* **To be done**: Omit every picture and write out the rest of the records exactly.

* **Material for the task**:
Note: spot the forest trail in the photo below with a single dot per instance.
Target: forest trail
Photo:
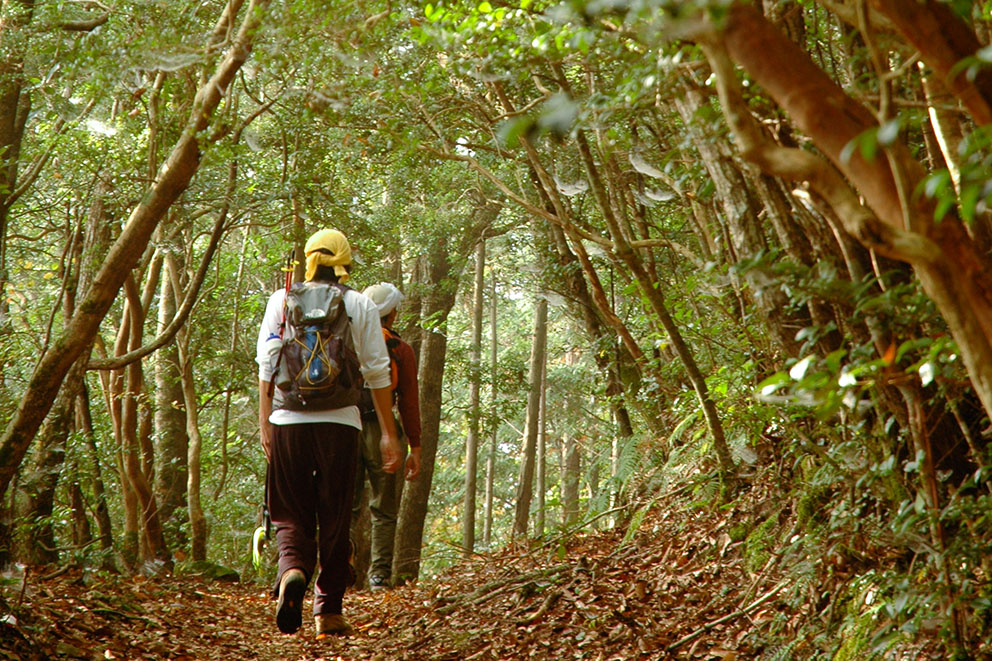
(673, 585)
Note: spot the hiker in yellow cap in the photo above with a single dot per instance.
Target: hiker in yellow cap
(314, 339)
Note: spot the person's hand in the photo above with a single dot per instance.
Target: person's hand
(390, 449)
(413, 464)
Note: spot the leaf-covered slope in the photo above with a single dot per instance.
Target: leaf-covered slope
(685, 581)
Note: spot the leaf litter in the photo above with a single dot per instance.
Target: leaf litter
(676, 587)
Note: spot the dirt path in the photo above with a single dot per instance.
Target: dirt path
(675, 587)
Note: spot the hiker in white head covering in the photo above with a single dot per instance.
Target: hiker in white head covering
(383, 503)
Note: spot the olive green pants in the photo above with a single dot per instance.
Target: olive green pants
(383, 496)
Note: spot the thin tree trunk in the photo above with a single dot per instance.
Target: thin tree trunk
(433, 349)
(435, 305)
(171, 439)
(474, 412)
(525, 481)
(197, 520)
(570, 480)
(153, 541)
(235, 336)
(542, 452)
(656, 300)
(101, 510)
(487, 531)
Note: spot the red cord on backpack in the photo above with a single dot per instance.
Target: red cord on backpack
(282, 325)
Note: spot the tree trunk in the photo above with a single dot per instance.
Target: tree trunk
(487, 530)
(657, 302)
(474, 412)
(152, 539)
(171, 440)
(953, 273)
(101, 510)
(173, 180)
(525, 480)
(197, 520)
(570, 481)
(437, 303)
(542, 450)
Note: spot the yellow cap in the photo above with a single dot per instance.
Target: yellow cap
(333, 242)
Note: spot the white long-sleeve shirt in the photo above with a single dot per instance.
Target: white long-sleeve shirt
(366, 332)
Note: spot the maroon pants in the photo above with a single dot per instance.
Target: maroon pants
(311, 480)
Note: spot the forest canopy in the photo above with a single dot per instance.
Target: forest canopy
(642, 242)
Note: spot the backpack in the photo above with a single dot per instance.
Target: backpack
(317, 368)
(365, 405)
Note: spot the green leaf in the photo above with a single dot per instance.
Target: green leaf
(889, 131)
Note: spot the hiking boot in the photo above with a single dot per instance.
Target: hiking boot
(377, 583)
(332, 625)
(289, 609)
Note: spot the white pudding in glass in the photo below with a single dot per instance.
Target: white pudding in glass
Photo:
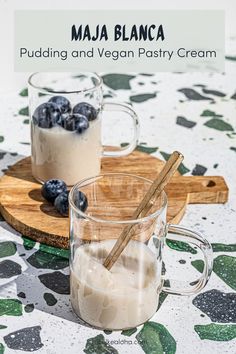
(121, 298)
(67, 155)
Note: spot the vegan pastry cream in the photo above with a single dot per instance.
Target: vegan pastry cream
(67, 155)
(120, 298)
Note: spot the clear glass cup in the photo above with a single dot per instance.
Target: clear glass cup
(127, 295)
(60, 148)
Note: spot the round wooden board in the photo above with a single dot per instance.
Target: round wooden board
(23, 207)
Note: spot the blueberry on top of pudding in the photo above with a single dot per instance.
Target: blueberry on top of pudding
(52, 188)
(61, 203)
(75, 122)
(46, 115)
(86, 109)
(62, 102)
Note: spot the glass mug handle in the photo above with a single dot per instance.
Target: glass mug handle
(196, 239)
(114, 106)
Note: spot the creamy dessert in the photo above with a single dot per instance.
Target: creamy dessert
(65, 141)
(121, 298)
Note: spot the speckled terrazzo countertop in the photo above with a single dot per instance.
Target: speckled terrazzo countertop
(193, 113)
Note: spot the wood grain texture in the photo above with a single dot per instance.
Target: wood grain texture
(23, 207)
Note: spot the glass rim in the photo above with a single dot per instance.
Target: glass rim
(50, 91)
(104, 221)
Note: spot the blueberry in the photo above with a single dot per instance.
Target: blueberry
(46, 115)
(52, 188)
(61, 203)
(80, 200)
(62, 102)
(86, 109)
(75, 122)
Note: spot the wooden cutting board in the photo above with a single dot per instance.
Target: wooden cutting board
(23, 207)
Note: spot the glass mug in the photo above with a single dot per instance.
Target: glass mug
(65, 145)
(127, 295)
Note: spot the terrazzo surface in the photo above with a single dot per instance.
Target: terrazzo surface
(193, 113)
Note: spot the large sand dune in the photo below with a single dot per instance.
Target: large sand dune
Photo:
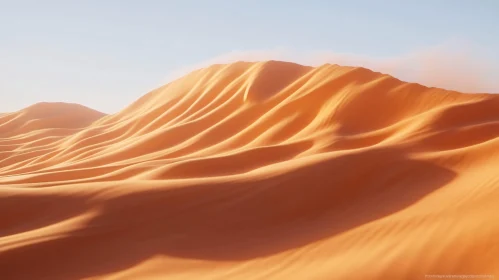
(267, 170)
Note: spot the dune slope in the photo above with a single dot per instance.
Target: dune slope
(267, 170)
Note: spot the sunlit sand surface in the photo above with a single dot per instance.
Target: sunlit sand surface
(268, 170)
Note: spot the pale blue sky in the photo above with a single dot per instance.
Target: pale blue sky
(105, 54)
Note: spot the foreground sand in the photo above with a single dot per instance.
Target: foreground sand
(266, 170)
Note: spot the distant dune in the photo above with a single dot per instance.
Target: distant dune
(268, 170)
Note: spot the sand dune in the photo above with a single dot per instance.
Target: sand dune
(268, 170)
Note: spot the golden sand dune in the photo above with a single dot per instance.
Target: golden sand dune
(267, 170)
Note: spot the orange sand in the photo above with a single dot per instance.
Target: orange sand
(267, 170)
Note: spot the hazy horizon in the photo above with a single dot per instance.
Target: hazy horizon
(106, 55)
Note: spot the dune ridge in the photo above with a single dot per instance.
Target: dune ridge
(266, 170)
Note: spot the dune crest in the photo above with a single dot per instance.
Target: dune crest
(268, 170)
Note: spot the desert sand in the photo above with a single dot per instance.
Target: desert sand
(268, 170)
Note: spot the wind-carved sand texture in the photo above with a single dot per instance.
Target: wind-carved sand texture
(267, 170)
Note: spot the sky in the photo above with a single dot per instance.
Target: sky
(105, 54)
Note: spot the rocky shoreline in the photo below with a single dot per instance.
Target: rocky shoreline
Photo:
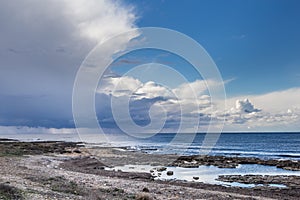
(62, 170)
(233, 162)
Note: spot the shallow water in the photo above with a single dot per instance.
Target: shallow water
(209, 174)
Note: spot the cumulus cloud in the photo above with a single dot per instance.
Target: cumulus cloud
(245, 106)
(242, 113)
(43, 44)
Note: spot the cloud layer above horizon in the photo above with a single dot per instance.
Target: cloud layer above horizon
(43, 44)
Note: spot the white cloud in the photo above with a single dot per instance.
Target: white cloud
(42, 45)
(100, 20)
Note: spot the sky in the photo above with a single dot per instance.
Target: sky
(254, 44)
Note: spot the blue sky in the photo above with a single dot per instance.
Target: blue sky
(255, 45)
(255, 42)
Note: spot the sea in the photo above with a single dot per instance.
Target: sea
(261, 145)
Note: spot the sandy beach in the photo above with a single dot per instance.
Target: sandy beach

* **Exercise output**:
Note: spot the forest trail in the photo below with a single dot per instance.
Target: forest trail
Photo:
(673, 585)
Note: spot the hiker in yellow cap in the photo above with a single dot per instance.
Target: hiker in yellow cap
(314, 339)
Note: spot the person's hand in the photo above with a single dot per instance.
Target: person's hand
(390, 449)
(413, 464)
Note: spot the leaf-covered slope in the photo above with a single dot per instance.
Target: leaf-covered slope
(685, 581)
Note: spot the leaf litter in the photo above with a single dot per instance.
Target: leaf litter
(676, 587)
Note: spot the dirt path in the photo above with a single dot per instance.
Target: dirt path
(675, 587)
Note: spot the hiker in white head covering in the photo above with a single dot per instance.
Target: hiker in white head covering
(383, 503)
Note: spot the olive green pants in the photo above with a single dot per instance.
Target: olive green pants
(383, 496)
Note: spot the thin tree trunk in the photo above with a single dot per instance.
Target: thin tree trunk
(433, 349)
(435, 305)
(171, 439)
(474, 412)
(525, 481)
(197, 520)
(570, 480)
(153, 541)
(235, 336)
(542, 452)
(656, 300)
(101, 510)
(487, 531)
Note: spot the red cord on backpack in the photo above with a single dot per instance.
Target: red cord on backpack
(282, 325)
Note: spot the tree trunk in the photo above with a single dot per instance.
Target: tree trunk
(487, 530)
(657, 302)
(474, 412)
(152, 539)
(171, 440)
(953, 273)
(101, 510)
(173, 180)
(525, 480)
(197, 520)
(570, 481)
(437, 303)
(542, 450)
Note: spot the yellow cap in the photo above with a single dot per instance.
Target: yellow cap
(333, 242)
Note: spot the white long-sleeve shirt in the photo above with a single dot per instance.
Target: white long-sleeve shirt
(366, 332)
Note: spot the maroon pants in the photo above with a single dot per instance.
Target: maroon pants
(311, 480)
Note: spot the forest canopy in the photo above with a single dot per instance.
Target: forest canopy
(642, 242)
Note: spot the backpack in the photo above with a single dot per instance.
Target: backpack
(317, 368)
(365, 405)
Note: spot the green leaf in the photo above with a single dot per instance.
Target: green leaf
(889, 131)
Note: spot the hiking boot in the photo above with a single dot per instance.
Target: hiking boot
(377, 583)
(332, 625)
(289, 609)
Note: spot the white pudding in glass in the photo below with a single dot per instance.
Target: white pudding in glass
Photo:
(121, 298)
(67, 155)
Note: spot the vegan pastry cream in the photo above with a single dot per instance.
Target: vegan pastry cream
(67, 155)
(120, 298)
Note: spot the clear glass cup in the photo above with a single dot per instance.
Target: clear glass cup
(127, 295)
(60, 148)
Note: spot the round wooden board in the photo above with a single dot per instance.
Target: round wooden board
(23, 207)
Note: spot the blueberry on top of pudding in the photo above with a single dot per instance.
Target: blueberry on top of pudding
(52, 188)
(61, 203)
(75, 122)
(46, 115)
(86, 109)
(62, 102)
Note: spot the glass mug handle in the photo above with a single dot per instance.
Target: glass mug handle
(196, 239)
(114, 106)
Note: spot the creamy dessert in the photo above with a single dot per instance.
Target: creamy dessert
(65, 141)
(121, 298)
Note: spot the speckled terrazzo countertop in the photo above with a single dot per instance.
Target: speckled terrazzo countertop
(193, 113)
Note: spot the wood grain texture in the photo above with a single dot per instance.
Target: wood grain texture
(23, 207)
Note: spot the glass rim in the photo above with a single dot per instance.
Target: glass rim
(50, 91)
(104, 221)
Note: spot the blueberry in the photo above with a single dot per instance.
Target: blueberry
(46, 115)
(52, 188)
(61, 203)
(80, 200)
(62, 102)
(86, 109)
(75, 122)
Note: spot the wooden cutting board in the photo above with a single dot per instance.
Target: wooden cutting board
(23, 207)
Note: spot the glass mug in the photo above with a single dot per instance.
Target: glass mug
(65, 145)
(127, 295)
Note: spot the terrazzo surface in the photo above with a single dot per instance.
Target: terrazzo surface
(193, 113)
Note: spot the large sand dune in the photo below with a single dot per instance.
Target: large sand dune
Photo:
(267, 170)
Note: spot the dune slope in the photo above with a single dot per instance.
Target: dune slope
(267, 170)
Note: spot the sunlit sand surface in the photo above with a single dot per instance.
Target: sunlit sand surface
(268, 170)
Note: spot the pale blue sky in the photo above with a single dot per instance.
Target: pale blue sky
(105, 54)
Note: spot the foreground sand in the photo above with a single dot per instance.
Target: foreground sand
(266, 170)
Note: spot the distant dune in the photo above with a single dot per instance.
Target: distant dune
(268, 170)
Note: spot the sand dune in the photo above with a single dot per instance.
Target: sand dune
(268, 170)
Note: spot the golden sand dune in the photo above with a single dot per instance.
Target: golden sand dune
(267, 170)
Note: spot the orange sand in the photo above with a single dot per instance.
Target: orange sand
(267, 170)
Note: spot the hazy horizon in the photo above with a single dot per instance.
Target: hazy horizon
(106, 55)
Note: spot the dune ridge in the photo above with a single dot per instance.
Target: dune ridge
(266, 170)
Note: spot the dune crest in the photo above with a single dot per instance.
Target: dune crest
(268, 170)
Note: spot the desert sand in the photo above with a single dot per instance.
Target: desert sand
(268, 170)
Note: spot the wind-carved sand texture in the photo above with a single dot per instance.
Target: wind-carved sand texture
(267, 170)
Note: spot the sky in the photo above with a single dot per instance.
Target: sky
(105, 54)
Note: spot the rocky shoreline in the photo below with a single dot per instance.
Target: rocky shoreline
Photo:
(62, 170)
(233, 162)
Note: spot the shallow water in the photo above with a single dot per instance.
Target: shallow water
(209, 174)
Note: spot the cumulus cloud in the photo above with a single dot per instance.
Target: cumulus cloud
(245, 106)
(242, 113)
(43, 44)
Note: spot the cloud layer above horizon in the photo above with a single dot per instance.
Target: cloud layer above horizon
(43, 44)
Note: spot the white cloud in the photo above with a single dot per instance.
Target: white cloud
(42, 45)
(100, 20)
Note: spot the sky in the photo above with a single dot per instance.
Target: sky
(254, 44)
Note: spot the blue sky in the photo above with a single dot per instance.
Target: blue sky
(255, 45)
(255, 42)
Note: spot the sea in the photo above with a single dot per instance.
Target: sea
(261, 145)
Note: spot the sandy beach in the photo above with a single dot per instance.
Target: sandy beach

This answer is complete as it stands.